Work request:
Would you repeat exactly the part of the listing below that runs from the line containing "Every instance of the woman's" down to the line containing "Target: wooden column", inclusive, and nothing else?

Source material:
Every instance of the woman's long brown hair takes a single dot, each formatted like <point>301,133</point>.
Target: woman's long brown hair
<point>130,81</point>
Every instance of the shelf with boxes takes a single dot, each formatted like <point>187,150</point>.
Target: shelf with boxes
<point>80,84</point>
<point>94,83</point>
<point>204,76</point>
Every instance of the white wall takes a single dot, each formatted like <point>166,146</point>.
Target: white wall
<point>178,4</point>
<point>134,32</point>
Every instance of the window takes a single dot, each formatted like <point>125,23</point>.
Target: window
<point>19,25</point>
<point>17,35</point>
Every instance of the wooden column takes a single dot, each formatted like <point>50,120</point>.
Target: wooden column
--
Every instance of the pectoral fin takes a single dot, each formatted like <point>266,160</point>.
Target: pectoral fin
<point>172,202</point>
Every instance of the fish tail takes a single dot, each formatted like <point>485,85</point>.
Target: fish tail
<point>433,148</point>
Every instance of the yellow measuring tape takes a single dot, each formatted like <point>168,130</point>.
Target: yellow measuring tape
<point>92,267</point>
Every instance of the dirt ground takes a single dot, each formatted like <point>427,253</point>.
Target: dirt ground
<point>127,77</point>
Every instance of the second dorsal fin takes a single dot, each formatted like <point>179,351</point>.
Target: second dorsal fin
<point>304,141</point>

Problem solution:
Every instance of the woman's long brown hair takes a single dot, each formatted like <point>301,133</point>.
Target: woman's long brown hair
<point>130,81</point>
Every instance of the shelf with boxes takes a single dot, each formatted like <point>187,150</point>.
Target: shelf with boxes
<point>80,84</point>
<point>94,83</point>
<point>204,76</point>
Every instance of the white wall takes a single dot, each formatted like <point>166,146</point>.
Target: white wall
<point>178,4</point>
<point>134,32</point>
Every instance of the window takes a single dot, each formatted like <point>125,23</point>.
Target: window
<point>19,25</point>
<point>17,35</point>
Every instance of the wooden column takes a single dot, each formatted like <point>50,120</point>.
Target: wooden column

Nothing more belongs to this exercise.